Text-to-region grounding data

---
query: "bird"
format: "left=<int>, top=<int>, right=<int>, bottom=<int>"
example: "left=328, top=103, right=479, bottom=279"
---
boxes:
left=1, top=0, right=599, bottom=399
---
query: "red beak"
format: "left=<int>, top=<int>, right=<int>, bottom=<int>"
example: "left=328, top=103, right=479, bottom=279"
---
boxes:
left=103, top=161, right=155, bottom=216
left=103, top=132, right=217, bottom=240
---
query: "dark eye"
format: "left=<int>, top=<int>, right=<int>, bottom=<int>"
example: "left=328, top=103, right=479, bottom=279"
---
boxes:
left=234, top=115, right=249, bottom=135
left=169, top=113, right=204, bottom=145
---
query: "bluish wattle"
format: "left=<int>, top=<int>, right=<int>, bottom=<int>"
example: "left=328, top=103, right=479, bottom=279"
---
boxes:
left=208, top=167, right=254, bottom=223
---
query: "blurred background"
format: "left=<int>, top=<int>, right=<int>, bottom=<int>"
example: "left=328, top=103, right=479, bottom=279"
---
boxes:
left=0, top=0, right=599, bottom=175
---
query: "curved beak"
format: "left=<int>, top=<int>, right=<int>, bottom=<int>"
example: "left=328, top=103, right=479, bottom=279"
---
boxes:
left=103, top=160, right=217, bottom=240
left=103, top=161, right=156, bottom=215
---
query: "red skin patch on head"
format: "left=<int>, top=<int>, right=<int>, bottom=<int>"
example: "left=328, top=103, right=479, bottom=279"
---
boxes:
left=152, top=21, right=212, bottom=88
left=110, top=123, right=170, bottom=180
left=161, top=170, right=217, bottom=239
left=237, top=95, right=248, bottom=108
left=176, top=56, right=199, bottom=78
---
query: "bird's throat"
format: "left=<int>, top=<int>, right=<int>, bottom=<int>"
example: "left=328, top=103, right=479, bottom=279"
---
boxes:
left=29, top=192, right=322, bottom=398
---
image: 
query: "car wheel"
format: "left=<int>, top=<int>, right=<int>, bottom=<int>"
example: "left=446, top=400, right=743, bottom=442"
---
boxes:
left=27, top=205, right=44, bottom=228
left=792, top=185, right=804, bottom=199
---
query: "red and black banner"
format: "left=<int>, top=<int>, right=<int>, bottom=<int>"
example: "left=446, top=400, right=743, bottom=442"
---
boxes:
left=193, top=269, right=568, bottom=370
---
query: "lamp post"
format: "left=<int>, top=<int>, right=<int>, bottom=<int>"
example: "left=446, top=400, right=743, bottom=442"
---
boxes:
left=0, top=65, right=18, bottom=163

> [WHAT YOU ARE ASKED TO DO]:
Note how many lines of the entries contain the string "query", then give that number by itself.

> [ANSWER BOX]:
11